## What the task asks
Each line of the entries below that holds "fits" is needed, copied in full.

Supplied records below:

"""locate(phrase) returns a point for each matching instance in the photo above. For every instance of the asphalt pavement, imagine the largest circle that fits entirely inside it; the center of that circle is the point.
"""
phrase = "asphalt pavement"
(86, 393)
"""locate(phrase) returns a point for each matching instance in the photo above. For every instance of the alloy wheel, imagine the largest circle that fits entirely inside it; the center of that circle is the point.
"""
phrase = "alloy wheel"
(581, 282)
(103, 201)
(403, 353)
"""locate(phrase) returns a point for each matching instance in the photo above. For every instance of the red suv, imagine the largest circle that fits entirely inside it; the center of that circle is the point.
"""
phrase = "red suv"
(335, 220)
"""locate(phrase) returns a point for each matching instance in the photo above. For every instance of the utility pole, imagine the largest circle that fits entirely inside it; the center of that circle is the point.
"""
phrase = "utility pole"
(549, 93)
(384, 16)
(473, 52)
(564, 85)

End of Supplied records.

## Answer area
"""locate(phrase) returns a point for each matching instance in the photo above. For every instance of the asphalt pavement, imagine the largest circle that fits entirely inside it; the center of that circle is the point.
"""locate(phrase) returns a point for each matching instance in the photo above. For every instance of the alloy wheel, imagine the largest circle that fits entirely inside it; the center of that circle is the point.
"""locate(phrase) returns a point for each matching instance in the photo above. For every instance of the red suv, imagine the largest circle that fits entirely inside it; the center of that circle is the point.
"""locate(phrase) returns a point for each matching instance in the photo above. For every instance of the utility pole, imagine the largest circle that fits entirely inside it; the center of that circle is the point.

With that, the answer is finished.